Most importantly, I think every component should by itself know how to convert itself to a scikit-learn object instead of having all this information in a central function as shown here.

mfeurer

Hey @GeorgePearse did you already get started? If not, I could have a look on Wednesday morning.

mfeurer

Hi @mfeurer sorry for the radio silence. You go for it, didn't really get anywhere. Looking forward to seeing the implementation though.

GeorgePearse

No worries, there's now a draft in #1375.

mfeurer

Hi @mfeurer, this feature is quite useful for us as we'd like to ultimately use kserve to serve the autosklearn models. I took a look at the draft, will only the best model be considered? Or will there be a way to export the other models found during the trial?

mereldawu

Yes and no. This will add a functionality to the class AutoSklearnClassifier that will only export the models that are part of the ensemble. But also, this will add an export function to each individual model. As @eddiebergman pointed out in #1376 he is working on a function to easily access all models stored on disk, so it will be possible.

mfeurer

Hi @mfeurer, thank you for working on this issue! This will allow to leverage the power of autosklearn in production pipelines that are implemented for sklearn-pipelines. Looking forward to using this feature.

roch-gla

Hi, @mfeurer , how can we use the function to_sklearn() in the latest version? I can't find this function inside AutoSklearnClassifier now.

xieleo5

Hey, I would like to contribute to this issue. Please assign this to me.

kunjshukla

## Required actions
1/ From the model-export thread, extract the part that opens with the words containing "No worries, there's" and closes with "will be possible.".
2/ Decide whether each statement agrees with the model-export thread, answering yes or no and quoting the deciding words: (a) A draft has been posted in #1375. (b) The new AutoSklearnClassifier functionality will export every model found during the trial. (c) @eddiebergman is working on a function to easily access all models stored on disk.

Entries pointing to labeled objects

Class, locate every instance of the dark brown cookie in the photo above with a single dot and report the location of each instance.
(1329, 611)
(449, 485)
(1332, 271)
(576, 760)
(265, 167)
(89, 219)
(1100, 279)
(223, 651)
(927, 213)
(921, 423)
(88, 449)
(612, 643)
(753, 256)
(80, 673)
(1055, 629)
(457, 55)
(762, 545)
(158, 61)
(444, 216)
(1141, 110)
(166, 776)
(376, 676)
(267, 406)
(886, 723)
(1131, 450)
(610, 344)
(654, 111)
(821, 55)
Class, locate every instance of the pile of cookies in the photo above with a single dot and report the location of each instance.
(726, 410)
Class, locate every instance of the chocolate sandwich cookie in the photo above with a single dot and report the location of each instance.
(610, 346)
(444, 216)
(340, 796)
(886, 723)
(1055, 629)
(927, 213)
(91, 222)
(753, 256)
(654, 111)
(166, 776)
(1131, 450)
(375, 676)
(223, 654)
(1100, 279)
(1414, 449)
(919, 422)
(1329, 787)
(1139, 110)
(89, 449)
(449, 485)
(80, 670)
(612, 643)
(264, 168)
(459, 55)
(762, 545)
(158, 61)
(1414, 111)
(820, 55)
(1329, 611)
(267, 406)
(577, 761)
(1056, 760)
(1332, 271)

## Results by task
1/
No worries, there's now a draft in #1375.

mfeurer

Hi @mfeurer, this feature is quite useful for us as we'd like to ultimately use kserve to serve the autosklearn models. I took a look at the draft, will only the best model be considered? Or will there be a way to export the other models found during the trial?

mereldawu

Yes and no. This will add a functionality to the class AutoSklearnClassifier that will only export the models that are part of the ensemble. But also, this will add an export function to each individual model. As @eddiebergman pointed out in #1376 he is working on a function to easily access all models stored on disk, so it will be possible.

2/
(a) Yes: "there's now a draft in #1375."
(b) No: "will only export the models that are part of the ensemble"
(c) Yes: "he is working on a function to easily access all models stored on disk"